Einträge aus einem Datensatz zur Punktannotation:
####
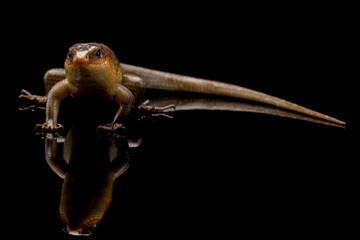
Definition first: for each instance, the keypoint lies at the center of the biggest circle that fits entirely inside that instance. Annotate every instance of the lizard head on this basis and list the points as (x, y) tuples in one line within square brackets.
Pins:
[(92, 69)]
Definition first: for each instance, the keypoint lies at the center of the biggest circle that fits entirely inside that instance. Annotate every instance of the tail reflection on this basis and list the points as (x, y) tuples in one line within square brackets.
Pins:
[(89, 166)]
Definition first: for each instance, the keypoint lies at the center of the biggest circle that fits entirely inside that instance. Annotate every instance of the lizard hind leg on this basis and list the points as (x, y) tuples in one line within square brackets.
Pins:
[(30, 101)]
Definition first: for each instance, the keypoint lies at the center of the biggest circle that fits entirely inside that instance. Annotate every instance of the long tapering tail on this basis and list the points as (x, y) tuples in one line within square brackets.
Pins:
[(174, 82)]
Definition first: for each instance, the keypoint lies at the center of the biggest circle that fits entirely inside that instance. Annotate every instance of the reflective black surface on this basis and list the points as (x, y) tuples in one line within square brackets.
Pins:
[(204, 173)]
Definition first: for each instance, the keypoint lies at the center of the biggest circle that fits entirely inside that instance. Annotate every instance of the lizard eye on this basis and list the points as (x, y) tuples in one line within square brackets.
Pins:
[(69, 55), (98, 53)]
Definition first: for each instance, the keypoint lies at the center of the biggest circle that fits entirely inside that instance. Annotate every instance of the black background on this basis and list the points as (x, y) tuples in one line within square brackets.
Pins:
[(203, 173)]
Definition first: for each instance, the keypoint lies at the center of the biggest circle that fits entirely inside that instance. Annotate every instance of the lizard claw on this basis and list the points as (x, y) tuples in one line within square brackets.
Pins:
[(111, 129), (29, 101), (49, 127)]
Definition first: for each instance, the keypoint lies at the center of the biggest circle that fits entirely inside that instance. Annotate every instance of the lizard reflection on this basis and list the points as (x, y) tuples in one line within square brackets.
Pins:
[(89, 165)]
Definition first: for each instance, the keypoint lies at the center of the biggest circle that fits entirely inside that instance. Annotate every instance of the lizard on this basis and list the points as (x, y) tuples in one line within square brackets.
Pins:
[(92, 69)]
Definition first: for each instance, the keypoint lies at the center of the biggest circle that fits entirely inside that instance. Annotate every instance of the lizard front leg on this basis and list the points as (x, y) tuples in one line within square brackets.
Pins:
[(126, 101), (57, 93)]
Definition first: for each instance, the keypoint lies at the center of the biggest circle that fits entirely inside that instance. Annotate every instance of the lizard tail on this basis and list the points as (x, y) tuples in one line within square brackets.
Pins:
[(174, 82)]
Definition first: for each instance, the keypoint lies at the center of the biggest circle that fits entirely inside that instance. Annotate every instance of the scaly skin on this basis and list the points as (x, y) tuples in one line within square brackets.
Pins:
[(92, 69)]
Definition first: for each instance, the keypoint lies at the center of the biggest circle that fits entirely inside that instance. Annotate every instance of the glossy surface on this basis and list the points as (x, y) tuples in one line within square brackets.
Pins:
[(278, 177)]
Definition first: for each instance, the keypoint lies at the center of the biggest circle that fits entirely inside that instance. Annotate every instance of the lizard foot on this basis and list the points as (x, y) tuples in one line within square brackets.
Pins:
[(145, 107), (111, 129), (49, 127), (29, 101)]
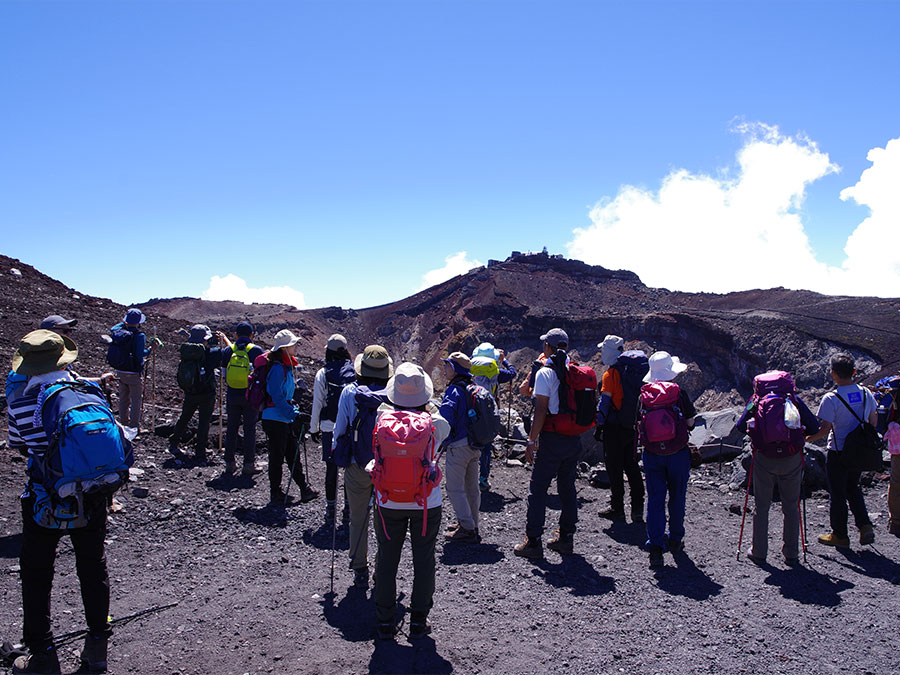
####
§ Aufgabe: Gib die Einträge vom Anfang bis einschließlich der Zeile mit "[(89, 166)]" mit ihrem gesamten Wortlaut erneut wieder und lass dabei die Bilder weg. Multipliziere jede Koordinate in den Antworten mit 0,3 und runde auf ganze Zahlen, wobei halbe Werte aufgerundet werden.

§ Antwort:
Definition first: for each instance, the keypoint lies at the center of the biggest circle that fits entirely inside that instance. Annotate every instance of the lizard head on this basis and list the points as (x, y) tuples in one line within square brackets.
Pins:
[(28, 21)]
Definition first: for each instance, the keypoint lies at the center of the biggest circle that fits entirely inside that instance. Annotate every instance of the tail reflection on this basis and list the points as (x, y) tuples in one line within square brackets.
Pins:
[(27, 50)]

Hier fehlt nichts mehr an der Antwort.